__WORK REQUIRED__.
Continue the text on breastfeeding and infant survival in 19th-century Montreal, starting after its final sentence; the listing that follows it is separate.

__PASSAGE PROVIDED__.
=======

Montreal -- Breastfeeding increased infant survival rates in 19th -Century Montreal in two major ways, according to research from Concordia University and McGill University. Mother's milk protected vulnerable infants from food and water contaminated by fecal bacteria, while breastfeeding postponed the arrival of more siblings and that improved the health of mothers as well as their subsequent children.
Published in the journal Population Studies, using data gathered from Montreal's civil burial records and the 1881 Census, the study examined how poverty, poor sanitation, disease and various cultural factors affected death rates among newborns and children.
"Infant feeding practices, such as how long to breastfeed, at what age to introduce food supplements and in what season to wean, all influenced infant survival and all were subject to cultural tradition," says first author Patricia Thornton, a professor in the Concordia University Department of Geography, Planning and Environment.

=======

__DATA PROVIDED__.

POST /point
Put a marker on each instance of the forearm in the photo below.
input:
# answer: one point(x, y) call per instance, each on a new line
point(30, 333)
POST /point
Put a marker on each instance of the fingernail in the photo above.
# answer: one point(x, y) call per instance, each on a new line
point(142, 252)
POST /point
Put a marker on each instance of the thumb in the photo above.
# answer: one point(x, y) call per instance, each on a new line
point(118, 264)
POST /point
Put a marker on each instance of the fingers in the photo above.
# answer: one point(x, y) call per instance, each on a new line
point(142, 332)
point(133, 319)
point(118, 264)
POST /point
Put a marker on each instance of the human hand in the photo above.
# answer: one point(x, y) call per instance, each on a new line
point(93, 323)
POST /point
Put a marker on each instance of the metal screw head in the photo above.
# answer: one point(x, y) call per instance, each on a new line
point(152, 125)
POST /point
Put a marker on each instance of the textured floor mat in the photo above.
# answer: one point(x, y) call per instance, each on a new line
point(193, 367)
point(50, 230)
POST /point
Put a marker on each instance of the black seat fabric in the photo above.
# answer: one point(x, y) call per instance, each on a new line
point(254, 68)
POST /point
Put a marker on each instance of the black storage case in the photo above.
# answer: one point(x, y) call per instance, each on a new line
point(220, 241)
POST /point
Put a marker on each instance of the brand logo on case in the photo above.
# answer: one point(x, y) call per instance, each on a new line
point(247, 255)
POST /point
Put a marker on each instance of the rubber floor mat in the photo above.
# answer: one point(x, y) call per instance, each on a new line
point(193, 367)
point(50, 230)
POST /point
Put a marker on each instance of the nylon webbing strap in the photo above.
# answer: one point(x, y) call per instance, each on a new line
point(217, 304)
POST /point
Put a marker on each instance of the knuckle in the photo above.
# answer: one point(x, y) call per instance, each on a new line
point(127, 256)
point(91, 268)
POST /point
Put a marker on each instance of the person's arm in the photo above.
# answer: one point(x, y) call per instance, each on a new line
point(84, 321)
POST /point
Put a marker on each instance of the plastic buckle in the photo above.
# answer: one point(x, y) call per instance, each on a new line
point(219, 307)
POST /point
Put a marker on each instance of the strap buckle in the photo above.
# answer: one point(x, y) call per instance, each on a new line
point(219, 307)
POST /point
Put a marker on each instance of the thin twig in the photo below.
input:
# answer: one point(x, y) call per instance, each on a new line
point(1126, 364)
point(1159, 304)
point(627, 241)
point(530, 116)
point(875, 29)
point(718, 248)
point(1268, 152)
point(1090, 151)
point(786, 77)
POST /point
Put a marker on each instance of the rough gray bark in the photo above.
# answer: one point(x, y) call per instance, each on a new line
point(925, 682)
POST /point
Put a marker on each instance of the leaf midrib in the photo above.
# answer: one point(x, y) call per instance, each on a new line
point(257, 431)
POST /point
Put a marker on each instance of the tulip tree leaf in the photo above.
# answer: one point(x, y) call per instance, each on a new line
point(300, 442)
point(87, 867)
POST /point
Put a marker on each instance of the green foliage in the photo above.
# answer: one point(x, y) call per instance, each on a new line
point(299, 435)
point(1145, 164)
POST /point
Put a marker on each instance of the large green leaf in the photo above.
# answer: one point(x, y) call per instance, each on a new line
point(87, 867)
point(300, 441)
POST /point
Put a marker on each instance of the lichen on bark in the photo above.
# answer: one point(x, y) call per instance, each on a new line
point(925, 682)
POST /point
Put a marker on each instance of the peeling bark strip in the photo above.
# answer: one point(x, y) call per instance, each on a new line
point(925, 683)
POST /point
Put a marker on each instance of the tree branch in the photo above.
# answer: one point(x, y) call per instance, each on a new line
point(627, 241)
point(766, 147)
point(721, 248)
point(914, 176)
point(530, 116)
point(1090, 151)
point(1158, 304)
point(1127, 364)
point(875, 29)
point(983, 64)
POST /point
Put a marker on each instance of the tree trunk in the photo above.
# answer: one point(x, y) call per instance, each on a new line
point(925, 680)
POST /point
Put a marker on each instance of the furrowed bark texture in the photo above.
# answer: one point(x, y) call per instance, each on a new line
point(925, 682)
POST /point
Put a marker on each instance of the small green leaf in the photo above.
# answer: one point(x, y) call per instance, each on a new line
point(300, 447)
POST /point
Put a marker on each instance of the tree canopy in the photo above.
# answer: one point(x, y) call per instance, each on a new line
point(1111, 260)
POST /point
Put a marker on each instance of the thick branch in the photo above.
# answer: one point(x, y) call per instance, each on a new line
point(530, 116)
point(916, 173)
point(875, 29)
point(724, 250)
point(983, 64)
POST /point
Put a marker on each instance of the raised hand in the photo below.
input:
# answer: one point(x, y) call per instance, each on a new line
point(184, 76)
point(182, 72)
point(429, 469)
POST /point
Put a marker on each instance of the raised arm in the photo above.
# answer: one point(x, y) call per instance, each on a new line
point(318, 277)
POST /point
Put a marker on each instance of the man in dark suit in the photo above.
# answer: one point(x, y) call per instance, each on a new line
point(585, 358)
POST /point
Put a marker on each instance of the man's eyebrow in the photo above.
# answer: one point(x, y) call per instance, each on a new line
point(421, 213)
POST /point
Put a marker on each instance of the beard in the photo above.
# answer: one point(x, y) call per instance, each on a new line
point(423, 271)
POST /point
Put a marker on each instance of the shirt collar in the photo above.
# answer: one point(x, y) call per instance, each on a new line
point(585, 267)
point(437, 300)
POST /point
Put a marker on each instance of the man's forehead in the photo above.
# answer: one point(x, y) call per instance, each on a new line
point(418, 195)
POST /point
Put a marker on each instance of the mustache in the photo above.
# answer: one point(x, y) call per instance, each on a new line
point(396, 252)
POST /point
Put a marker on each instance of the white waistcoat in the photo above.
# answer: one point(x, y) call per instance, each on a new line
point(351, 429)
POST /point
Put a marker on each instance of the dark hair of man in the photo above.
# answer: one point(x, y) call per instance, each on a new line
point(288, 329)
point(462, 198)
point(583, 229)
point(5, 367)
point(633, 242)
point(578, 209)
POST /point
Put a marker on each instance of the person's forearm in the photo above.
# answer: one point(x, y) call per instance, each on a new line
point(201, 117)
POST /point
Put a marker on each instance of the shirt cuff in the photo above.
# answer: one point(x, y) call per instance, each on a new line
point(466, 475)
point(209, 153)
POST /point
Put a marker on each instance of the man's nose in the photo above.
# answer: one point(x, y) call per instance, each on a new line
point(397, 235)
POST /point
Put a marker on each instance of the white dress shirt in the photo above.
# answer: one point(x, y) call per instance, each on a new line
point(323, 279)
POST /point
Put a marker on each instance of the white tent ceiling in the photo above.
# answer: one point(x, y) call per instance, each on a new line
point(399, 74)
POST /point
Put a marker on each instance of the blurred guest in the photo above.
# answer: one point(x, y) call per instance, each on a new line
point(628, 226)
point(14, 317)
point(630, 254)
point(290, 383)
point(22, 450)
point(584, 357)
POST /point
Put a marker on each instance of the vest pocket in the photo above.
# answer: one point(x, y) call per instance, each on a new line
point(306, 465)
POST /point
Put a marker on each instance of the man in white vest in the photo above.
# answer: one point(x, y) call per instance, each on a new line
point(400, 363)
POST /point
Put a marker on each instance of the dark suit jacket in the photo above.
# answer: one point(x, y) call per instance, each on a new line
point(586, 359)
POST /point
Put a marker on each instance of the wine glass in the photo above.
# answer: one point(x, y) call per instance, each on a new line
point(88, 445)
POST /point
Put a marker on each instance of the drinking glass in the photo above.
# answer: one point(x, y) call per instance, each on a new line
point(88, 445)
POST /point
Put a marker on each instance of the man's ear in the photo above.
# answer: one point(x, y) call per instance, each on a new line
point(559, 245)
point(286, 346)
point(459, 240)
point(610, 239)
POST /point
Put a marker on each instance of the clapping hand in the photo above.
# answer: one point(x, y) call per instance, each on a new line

=======

__RESULT__.
Cultural groups that stopped breastfeeding earlier and especially before the summer when rising temperatures, dry weather and falling water table made contamination worst, were also more likely to have their next child more rapidly and less likely to limit their family size. This caused both the mother's and her next child's health to suffer.
"Poverty, high population density, room crowding and contagious diseases all affected death rates among children, yet these effects were nuanced by cultural identity," says co-author Sherry Olson, a professor in the McGill University Department of Geography.
The cultural factor
Studying 19th - Century health in Montreal was compelling for Thornton and Olson, since the city featured three well defined cultural groups: French Canadians, Irish Catholics and Protestants from Great Britain and Ireland. Each group had their own residential and occupational profile.